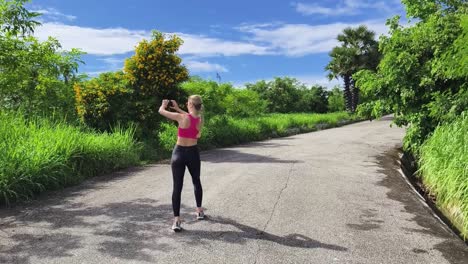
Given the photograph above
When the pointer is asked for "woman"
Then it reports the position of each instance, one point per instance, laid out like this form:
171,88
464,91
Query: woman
185,153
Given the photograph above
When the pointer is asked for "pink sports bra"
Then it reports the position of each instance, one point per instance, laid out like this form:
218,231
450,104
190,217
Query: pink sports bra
191,131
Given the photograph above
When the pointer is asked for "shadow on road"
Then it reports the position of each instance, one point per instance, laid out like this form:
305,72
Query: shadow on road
248,232
233,155
126,230
134,230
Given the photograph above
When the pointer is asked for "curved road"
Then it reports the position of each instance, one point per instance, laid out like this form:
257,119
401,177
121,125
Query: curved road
333,196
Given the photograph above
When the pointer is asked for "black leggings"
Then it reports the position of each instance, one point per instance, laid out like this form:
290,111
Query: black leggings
181,157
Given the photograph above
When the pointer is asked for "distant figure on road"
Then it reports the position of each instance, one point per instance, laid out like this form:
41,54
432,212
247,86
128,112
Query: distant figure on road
186,152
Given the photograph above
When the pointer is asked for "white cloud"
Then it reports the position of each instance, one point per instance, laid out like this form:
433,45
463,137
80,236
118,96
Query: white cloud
347,7
111,41
208,47
204,66
303,39
113,62
308,80
53,14
92,40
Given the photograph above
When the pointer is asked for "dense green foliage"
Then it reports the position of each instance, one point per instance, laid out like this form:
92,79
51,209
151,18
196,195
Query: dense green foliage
288,95
423,75
35,76
37,154
444,169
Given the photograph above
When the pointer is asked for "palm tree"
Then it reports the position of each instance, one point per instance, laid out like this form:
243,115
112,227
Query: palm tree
358,50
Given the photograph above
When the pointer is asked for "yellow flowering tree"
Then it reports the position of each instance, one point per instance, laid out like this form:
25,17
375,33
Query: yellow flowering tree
154,73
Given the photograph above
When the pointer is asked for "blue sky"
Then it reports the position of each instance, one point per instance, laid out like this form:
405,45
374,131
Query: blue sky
244,41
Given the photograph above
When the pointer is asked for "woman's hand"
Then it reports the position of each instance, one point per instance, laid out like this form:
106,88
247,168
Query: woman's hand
174,105
164,104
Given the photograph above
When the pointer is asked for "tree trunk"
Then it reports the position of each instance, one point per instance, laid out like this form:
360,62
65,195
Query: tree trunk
347,92
354,96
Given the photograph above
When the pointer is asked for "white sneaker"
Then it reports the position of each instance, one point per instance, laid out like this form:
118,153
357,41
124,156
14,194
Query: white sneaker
200,215
176,226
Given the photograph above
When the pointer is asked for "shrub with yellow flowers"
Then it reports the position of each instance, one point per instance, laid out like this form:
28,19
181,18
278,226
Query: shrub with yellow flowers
153,73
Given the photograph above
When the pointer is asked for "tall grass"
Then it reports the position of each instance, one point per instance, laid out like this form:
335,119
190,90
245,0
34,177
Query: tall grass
444,169
39,154
224,131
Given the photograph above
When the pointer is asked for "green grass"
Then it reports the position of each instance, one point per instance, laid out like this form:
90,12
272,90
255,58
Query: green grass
444,170
225,131
36,155
39,154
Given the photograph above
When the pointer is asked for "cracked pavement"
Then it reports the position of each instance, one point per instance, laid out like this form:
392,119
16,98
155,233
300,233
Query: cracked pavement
332,196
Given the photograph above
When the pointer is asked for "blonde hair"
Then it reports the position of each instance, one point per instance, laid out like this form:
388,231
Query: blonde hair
197,103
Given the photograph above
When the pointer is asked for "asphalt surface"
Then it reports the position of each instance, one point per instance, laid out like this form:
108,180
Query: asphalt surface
333,196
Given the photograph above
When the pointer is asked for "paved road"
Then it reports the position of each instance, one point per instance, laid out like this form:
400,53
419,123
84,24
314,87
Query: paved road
333,196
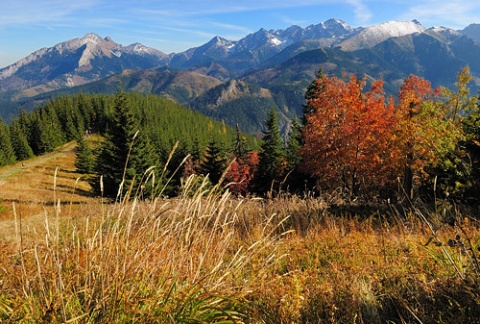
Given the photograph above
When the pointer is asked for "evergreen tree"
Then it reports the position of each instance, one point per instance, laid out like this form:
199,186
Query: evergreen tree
84,162
7,154
22,149
295,179
271,158
313,90
240,145
126,153
213,162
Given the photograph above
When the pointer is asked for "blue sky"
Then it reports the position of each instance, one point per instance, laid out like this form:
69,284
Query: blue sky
177,25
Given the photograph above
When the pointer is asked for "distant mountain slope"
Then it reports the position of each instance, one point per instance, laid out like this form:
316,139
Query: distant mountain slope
239,81
75,62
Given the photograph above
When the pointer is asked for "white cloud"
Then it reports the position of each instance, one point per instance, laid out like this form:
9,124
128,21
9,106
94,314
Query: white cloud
362,13
454,14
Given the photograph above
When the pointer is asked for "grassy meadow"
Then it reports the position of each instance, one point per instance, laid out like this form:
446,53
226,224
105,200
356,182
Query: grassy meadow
208,257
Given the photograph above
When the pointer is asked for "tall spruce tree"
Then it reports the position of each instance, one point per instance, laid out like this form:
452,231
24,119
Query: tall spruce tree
126,154
19,140
271,163
84,162
7,154
213,162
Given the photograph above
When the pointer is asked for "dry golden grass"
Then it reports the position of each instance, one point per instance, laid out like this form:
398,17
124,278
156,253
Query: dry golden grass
209,257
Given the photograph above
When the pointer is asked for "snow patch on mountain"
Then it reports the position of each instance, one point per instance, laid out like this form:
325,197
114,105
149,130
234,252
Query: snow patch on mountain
370,36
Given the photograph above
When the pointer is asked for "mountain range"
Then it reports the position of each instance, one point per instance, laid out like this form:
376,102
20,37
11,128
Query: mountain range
240,81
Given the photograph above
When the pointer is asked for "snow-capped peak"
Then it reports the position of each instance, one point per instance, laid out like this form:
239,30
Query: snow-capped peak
373,35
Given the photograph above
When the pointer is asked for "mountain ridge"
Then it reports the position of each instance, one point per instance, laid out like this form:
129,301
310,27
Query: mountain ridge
265,68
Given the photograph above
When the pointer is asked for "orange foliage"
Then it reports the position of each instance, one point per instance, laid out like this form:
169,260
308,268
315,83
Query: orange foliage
347,135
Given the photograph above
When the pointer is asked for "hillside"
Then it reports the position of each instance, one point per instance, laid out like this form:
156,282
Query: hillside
274,67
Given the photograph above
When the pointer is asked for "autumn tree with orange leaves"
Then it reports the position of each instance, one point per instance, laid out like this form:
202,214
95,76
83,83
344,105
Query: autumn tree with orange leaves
347,135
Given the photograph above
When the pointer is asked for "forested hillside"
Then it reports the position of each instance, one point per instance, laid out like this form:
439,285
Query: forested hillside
161,124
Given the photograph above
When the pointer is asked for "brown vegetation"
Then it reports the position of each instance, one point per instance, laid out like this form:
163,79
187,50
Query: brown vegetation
209,257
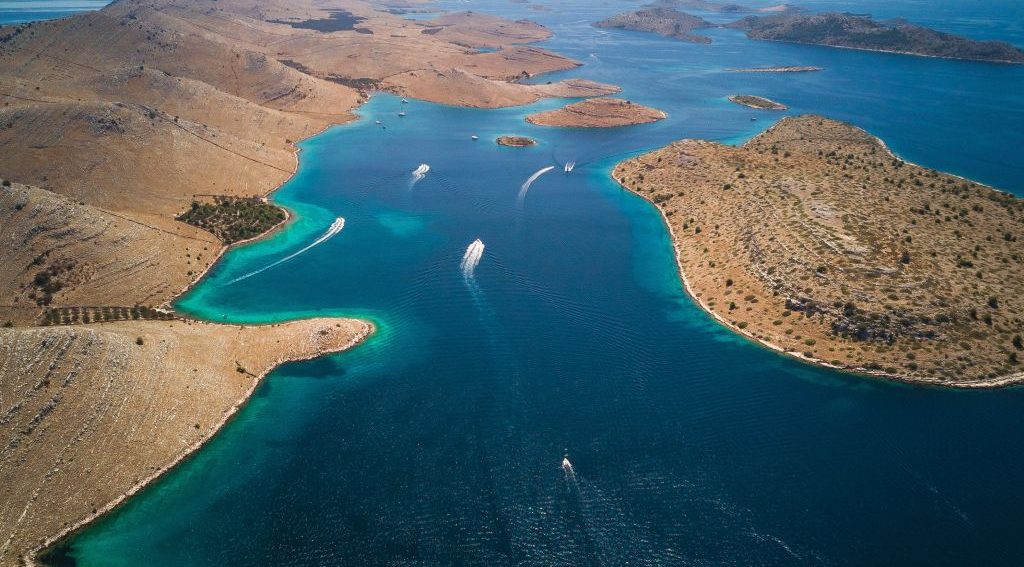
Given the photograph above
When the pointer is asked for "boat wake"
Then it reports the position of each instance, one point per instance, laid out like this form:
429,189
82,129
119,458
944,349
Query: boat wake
335,227
528,182
569,471
420,172
474,252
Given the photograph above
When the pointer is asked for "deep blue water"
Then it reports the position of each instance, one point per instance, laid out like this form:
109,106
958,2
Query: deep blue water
440,440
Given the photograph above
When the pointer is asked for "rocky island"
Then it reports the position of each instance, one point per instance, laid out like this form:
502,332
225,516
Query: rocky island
859,32
719,7
814,240
597,113
515,141
662,20
107,146
759,102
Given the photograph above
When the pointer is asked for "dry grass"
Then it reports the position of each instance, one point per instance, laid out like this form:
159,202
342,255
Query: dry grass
92,412
813,237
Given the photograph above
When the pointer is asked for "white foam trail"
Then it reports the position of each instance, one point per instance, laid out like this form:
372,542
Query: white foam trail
525,186
474,252
420,172
335,227
569,471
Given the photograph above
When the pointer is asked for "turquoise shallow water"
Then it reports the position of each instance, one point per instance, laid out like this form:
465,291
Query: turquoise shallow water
440,440
18,11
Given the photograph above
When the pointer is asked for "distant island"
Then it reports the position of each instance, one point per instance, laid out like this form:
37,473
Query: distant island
814,240
759,102
707,6
860,32
801,69
515,141
597,113
665,22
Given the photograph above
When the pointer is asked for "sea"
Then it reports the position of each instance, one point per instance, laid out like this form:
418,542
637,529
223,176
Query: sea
552,396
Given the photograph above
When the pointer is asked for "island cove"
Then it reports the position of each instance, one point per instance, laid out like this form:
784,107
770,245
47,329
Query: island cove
208,124
569,337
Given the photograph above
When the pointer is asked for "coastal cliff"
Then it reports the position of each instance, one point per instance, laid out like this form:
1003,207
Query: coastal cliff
93,412
814,240
113,124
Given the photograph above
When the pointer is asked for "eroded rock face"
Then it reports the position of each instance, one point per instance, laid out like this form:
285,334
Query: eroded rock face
91,412
813,237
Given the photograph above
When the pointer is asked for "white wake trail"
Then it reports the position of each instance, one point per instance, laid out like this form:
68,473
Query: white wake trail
335,227
525,186
569,471
420,172
474,252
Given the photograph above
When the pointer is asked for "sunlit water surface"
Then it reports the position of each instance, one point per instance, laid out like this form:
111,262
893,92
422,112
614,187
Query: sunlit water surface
440,440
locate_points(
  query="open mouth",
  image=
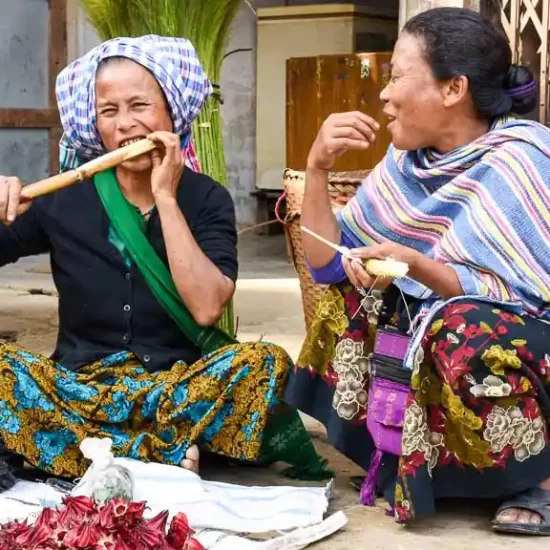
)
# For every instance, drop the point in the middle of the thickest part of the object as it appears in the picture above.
(130, 141)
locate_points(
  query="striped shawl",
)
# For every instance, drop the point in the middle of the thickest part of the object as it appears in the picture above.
(483, 209)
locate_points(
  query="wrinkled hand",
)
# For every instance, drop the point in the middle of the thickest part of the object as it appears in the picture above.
(340, 133)
(11, 204)
(359, 276)
(387, 250)
(168, 164)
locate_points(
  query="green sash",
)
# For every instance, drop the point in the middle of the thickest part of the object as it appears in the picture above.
(127, 222)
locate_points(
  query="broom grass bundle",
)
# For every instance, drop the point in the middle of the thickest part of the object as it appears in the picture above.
(207, 24)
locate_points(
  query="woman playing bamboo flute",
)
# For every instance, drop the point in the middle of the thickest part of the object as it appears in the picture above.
(144, 259)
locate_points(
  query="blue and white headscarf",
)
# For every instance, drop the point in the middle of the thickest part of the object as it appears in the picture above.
(172, 61)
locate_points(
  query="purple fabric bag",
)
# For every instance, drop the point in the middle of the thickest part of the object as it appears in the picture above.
(388, 394)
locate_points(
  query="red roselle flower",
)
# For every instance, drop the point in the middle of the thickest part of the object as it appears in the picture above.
(194, 544)
(179, 532)
(158, 523)
(81, 524)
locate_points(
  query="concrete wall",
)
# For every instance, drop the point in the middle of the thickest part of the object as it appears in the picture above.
(238, 85)
(24, 84)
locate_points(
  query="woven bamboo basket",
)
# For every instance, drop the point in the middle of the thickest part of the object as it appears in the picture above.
(342, 187)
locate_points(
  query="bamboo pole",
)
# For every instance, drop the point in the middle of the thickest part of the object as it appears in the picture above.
(86, 171)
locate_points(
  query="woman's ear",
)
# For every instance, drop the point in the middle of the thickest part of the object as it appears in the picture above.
(455, 90)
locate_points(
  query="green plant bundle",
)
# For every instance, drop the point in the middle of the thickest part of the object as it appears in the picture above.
(207, 24)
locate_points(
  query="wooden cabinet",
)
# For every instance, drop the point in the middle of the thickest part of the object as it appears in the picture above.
(322, 85)
(307, 31)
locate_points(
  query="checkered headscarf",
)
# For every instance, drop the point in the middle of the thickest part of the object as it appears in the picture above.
(172, 61)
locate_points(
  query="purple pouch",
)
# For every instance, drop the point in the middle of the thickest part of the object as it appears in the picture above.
(385, 414)
(388, 394)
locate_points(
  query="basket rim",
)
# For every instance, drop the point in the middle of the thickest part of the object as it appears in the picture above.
(351, 177)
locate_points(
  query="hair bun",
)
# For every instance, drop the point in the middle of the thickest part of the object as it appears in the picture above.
(521, 87)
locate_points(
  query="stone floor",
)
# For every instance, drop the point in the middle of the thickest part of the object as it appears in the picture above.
(268, 306)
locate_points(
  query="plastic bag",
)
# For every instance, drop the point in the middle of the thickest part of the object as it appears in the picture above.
(104, 480)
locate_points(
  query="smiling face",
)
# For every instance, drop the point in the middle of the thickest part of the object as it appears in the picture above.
(416, 103)
(130, 105)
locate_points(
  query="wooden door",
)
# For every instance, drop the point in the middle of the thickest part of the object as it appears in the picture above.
(320, 86)
(33, 49)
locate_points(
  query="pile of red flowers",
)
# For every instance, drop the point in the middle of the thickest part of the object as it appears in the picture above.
(84, 525)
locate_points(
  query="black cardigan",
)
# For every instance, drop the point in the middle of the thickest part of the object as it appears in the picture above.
(104, 307)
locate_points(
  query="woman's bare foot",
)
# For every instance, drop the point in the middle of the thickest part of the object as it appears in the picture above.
(191, 460)
(520, 515)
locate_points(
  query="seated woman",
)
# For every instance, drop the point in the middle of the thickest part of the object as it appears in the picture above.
(144, 258)
(463, 197)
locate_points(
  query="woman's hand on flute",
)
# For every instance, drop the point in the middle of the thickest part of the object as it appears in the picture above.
(11, 204)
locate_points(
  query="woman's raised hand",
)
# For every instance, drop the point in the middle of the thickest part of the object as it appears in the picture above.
(340, 133)
(11, 205)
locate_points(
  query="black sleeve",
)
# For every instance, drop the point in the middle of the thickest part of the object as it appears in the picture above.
(24, 237)
(216, 232)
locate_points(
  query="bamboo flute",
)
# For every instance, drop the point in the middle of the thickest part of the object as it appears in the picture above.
(87, 170)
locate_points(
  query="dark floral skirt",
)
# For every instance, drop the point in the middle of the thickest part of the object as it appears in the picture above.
(476, 423)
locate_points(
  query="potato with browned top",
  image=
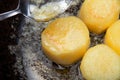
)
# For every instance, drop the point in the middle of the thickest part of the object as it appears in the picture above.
(112, 37)
(98, 15)
(100, 63)
(65, 40)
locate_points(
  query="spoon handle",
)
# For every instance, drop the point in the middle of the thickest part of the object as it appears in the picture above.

◆ ◆ ◆ ◆

-- WHAT TO WORK ON --
Filter the records above down to the lines containing "headscarf".

-- ANSWER FOR THIS EXERCISE --
  query="blue and white headscarf",
  query="checkered headscarf",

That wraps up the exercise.